Selected excerpt Start Marker

Andalucia is a big place, bigger than Scotland, and in much of the region there are very few British immigrants. Even on the Costa del Sol there are districts where you will rarely hear an English voice. In the town where I live, 35km from the beautiful Costa de la Luz, there are less than twenty Brits.

I'm glad they are there. My social life is about 50/50 Spanish/English. No matter how good your Spanish is, there are some occasions when you appreciate being able to relax and converse in your own mother tongue, especially when it comes to the subtleties of humour!


----------



## Pesky Wesky (May 10, 2009)

Gregorians said:


> Hi *stockyfan* and welcome.
> 
> There's no shortage of beautiful places to live in Spain, though as others have suggested, start making a checklist of what really matters to you both and the extent to which you're willing to adapt / compromise.
> 
> ...


Like Alcalaina, I'd like to put in a word for Andalucia. 
I don't live there and personally I don't want to, but I do know it's a very large region made up of quite different areas which just cannot all be lumped together. 
There are areas that have a very large expat/ immigrant population and that could be German, Scandinavian, British, Polish.... Algerian, Moroccan... And others that quite simply don't. 
In some areas there are large _urbanizaciones_ with houses that are all the same, in other areas there are _urbanizaciones_ where everyone builds whatever house they want, but there's a community pool and others are only 15 houses each with an individual pool.
In some areas you have British shops, pubs and fish and chips. In others there's not a pint glass to be seen for miles.
There's a lot of Andalucia and a lot that hasn't been conquered by foreigners even though it's true that there are areas where you begin to wonder if you are really in Spain at all.


----------



## stockyfan (Apr 7, 2018)

Hi Everybody.

I really appreciate the replies and the time you have taken to reply. As you can imagine yet another move abroad can be daunting, my better half is quite apprehensive about the move, learning a new language, health, cost of living, Etc.

We have friends who live in the Malaga region and love every moment. We are fairly certain listening to advise on this forum and my own research we will begin to look in or around Malaga. 

If anyone can point me in the direction of an estate agent who can offer advise where to look and take us under their wing so to speak we would be very grateful.

We plan to visit Spain in October for a scouting mission, we intend to spend at least four days looking around and getting a feel for the area. 

We have a budget of around 1000 euros a month initially to rent but can go higher for a place we really like. Not sure what we can rent for that amount? We are willing to integrate obviously, something quite rural would suit us (and our 8 cats) 

I would like to be somewhere near a golf course, riding for my lovely wife Bev.

Once again thank you for your help.


----------



## cermignano (Feb 9, 2017)

There are a lot of lovely whitewashed pueblos. But some of them have very very steep streets.If that is a problem, you may need to find out about flatter places


----------



## Pesky Wesky (May 10, 2009)

stockyfan said:


> We have a budget of around 1000 euros a month initially to rent but can go higher for a place we really like. Not sure what we can rent for that amount? We are willing to integrate obviously, something quite rural would suit us (and our 8 cats)


I don't think the money will be a problem, but 8 cats might well be.

For info about where to see ads of places to rent look at the FAQ's sticky


----------



## Gregorians (Oct 18, 2017)

stockyfan said:


> We have friends who live in the Malaga region and love every moment. We are fairly certain listening to advise on this forum and my own research we will begin to look in or around Malaga.

Selected excerpt End Marker
Data for analysis Start Marker

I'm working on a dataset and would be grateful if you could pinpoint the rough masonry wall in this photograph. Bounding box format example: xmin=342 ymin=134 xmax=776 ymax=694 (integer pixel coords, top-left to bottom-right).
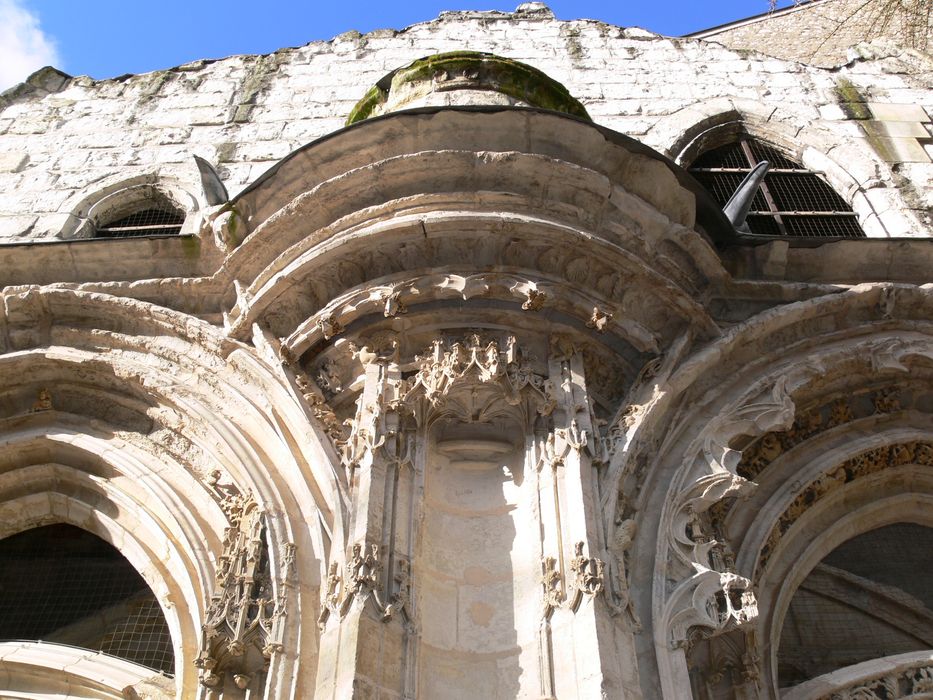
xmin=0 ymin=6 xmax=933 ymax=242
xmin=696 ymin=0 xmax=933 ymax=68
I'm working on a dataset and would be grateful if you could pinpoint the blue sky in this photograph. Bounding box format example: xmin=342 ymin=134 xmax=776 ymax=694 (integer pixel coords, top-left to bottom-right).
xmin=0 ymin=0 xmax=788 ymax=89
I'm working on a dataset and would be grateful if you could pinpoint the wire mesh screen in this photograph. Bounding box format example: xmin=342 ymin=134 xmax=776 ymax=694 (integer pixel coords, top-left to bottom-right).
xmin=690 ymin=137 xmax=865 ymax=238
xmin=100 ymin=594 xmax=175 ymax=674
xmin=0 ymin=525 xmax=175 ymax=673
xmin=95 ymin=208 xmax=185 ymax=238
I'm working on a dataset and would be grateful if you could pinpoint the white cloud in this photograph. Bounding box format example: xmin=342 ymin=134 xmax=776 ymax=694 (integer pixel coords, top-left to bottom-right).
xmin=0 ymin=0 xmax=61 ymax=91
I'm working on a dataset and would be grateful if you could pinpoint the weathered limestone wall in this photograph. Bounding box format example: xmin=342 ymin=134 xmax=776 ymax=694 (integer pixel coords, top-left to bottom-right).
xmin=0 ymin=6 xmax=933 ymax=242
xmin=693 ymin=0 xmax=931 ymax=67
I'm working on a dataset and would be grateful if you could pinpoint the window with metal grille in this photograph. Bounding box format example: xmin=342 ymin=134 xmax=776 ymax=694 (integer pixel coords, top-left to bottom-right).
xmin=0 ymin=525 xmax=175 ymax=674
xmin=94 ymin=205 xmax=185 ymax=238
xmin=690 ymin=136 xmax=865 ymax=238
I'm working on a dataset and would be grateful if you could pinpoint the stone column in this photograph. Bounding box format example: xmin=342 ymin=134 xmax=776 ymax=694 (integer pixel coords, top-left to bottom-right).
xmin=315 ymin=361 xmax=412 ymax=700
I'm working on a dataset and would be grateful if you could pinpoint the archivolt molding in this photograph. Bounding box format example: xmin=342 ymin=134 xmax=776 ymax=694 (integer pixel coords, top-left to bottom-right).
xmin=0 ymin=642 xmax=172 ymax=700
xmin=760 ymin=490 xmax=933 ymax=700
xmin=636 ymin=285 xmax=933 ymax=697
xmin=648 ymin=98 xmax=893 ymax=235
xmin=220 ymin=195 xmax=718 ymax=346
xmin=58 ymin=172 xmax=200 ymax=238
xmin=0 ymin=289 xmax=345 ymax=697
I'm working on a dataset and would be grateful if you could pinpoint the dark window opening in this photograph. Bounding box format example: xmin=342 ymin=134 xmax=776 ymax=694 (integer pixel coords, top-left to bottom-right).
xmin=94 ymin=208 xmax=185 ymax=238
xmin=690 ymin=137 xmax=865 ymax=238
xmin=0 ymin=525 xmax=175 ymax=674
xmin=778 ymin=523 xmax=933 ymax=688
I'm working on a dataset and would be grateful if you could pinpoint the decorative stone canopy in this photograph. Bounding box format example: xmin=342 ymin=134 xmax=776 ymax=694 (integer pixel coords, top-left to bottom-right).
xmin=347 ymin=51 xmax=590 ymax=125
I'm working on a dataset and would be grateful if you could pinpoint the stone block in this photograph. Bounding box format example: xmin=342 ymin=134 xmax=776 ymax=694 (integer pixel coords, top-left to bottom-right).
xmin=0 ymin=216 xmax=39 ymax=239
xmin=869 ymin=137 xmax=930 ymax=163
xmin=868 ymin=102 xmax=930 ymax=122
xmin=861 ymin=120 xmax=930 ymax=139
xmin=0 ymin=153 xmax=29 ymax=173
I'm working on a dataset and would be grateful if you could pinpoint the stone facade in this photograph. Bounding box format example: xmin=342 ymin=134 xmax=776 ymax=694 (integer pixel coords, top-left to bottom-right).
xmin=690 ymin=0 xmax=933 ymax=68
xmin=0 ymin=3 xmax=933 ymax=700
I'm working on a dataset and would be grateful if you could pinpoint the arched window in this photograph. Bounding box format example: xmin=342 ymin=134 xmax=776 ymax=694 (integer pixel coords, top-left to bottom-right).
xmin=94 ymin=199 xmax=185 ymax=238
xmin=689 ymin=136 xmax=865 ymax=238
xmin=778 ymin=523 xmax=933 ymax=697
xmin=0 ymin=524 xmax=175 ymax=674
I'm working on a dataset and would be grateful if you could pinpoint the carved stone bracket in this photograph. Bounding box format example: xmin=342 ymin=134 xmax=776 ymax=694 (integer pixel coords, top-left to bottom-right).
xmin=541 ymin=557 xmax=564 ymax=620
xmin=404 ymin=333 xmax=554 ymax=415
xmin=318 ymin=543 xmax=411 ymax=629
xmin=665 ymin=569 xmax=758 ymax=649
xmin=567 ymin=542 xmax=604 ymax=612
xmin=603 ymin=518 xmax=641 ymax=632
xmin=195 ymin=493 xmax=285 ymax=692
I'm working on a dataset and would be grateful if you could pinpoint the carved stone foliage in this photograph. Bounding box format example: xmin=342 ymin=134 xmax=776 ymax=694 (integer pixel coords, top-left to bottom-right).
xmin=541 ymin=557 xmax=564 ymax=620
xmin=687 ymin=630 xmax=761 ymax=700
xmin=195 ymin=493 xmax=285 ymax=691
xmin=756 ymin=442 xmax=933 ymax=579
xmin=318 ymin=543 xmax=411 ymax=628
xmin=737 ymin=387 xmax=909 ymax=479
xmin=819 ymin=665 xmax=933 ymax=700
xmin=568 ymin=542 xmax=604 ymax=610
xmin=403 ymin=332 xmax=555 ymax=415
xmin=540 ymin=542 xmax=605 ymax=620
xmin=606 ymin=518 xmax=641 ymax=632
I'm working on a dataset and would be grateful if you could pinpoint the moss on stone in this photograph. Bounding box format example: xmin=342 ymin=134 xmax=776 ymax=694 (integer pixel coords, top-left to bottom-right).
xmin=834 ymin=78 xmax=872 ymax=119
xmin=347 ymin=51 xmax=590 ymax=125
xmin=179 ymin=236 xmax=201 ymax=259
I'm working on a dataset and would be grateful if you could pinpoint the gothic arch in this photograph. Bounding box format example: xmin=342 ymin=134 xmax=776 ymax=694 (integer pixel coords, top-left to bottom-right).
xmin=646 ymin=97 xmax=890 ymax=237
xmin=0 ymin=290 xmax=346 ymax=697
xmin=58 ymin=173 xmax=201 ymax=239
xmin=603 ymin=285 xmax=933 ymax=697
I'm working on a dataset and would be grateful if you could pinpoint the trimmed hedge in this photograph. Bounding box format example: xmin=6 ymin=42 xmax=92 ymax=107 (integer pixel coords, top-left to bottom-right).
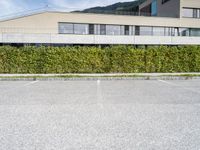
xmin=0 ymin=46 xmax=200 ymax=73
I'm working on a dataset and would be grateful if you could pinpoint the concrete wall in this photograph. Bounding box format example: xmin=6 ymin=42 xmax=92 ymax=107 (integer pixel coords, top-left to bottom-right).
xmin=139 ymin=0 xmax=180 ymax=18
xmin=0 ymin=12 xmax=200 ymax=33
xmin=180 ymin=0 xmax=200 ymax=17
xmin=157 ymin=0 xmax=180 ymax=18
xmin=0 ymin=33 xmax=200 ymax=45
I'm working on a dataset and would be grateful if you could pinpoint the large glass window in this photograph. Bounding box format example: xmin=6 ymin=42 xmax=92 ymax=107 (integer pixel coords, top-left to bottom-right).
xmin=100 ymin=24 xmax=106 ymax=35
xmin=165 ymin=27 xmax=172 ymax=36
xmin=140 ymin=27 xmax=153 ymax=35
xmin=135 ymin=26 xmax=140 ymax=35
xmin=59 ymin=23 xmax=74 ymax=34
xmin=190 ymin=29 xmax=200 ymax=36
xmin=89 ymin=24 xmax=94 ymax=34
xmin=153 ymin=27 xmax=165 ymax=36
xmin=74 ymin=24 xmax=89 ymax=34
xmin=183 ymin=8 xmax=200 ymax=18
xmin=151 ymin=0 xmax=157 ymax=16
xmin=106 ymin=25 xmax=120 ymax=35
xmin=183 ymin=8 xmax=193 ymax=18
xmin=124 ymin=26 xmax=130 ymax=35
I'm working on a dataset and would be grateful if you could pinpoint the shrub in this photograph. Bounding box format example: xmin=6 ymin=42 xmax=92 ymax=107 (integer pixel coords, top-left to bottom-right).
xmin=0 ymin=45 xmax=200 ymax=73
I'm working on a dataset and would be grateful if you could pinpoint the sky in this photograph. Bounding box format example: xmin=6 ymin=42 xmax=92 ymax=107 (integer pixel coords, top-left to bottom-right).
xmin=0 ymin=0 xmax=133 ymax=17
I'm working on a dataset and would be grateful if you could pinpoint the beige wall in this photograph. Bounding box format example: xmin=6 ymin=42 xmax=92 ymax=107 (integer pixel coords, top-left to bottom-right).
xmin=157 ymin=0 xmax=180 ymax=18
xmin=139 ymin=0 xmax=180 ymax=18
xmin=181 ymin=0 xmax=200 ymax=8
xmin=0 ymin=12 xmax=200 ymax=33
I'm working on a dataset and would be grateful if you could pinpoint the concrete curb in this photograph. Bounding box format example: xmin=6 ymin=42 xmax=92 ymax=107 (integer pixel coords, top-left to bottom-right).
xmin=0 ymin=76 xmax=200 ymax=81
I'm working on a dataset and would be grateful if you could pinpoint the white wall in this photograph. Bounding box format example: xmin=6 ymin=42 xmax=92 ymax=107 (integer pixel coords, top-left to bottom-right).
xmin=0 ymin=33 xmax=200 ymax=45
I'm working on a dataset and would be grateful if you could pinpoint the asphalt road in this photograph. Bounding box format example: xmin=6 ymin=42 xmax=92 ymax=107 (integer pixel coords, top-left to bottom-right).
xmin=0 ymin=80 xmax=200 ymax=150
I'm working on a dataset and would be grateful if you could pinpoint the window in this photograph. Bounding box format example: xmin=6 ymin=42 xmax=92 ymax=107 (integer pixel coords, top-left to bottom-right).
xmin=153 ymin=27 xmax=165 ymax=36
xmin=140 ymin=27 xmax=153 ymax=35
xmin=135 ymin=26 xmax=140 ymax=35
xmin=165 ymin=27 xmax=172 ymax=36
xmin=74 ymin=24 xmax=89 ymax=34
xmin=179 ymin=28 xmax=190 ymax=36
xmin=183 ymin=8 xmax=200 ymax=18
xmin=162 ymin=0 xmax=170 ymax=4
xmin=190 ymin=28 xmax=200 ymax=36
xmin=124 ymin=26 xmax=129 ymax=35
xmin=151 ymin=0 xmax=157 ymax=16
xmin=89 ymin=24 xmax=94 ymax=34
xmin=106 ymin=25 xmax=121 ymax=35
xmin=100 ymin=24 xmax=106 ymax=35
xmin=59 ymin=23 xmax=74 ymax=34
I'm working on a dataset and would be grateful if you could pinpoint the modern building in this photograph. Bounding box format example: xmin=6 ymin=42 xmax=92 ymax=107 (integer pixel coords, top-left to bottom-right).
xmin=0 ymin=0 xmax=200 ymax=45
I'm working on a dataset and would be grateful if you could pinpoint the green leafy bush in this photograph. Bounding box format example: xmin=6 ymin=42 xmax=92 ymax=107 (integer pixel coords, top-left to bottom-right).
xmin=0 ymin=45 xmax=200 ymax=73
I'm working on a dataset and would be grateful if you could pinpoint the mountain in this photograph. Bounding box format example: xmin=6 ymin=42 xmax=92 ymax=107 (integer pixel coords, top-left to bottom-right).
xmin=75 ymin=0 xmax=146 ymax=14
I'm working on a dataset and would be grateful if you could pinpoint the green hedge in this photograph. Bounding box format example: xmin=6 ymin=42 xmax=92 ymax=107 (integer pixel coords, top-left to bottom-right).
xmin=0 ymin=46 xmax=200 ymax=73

Data for analysis End Marker

» **Requirement A**
In the forum thread about moving to Andalucia, what monthly rent budget does stockyfan give for the start?
» **Requirement B**
List every nationality that Pesky Wesky names as part of the expat or immigrant population in some areas of Andalucia in the forum thread.
» **Requirement C**
Please copy the forum thread from "I don't live" up to and including "seen for miles.".

» **Reply A**
Around 1000 euros a month.

» **Reply B**
German, Scandinavian, British, Polish, Algerian, Moroccan

» **Reply C**
I don't live there and personally I don't want to, but I do know it's a very large region made up of quite different areas which just cannot all be lumped together. 
There are areas that have a very large expat/ immigrant population and that could be German, Scandinavian, British, Polish.... Algerian, Moroccan... And others that quite simply don't. 
In some areas there are large _urbanizaciones_ with houses that are all the same, in other areas there are _urbanizaciones_ where everyone builds whatever house they want, but there's a community pool and others are only 15 houses each with an individual pool.
In some areas you have British shops, pubs and fish and chips. In others there's not a pint glass to be seen for miles.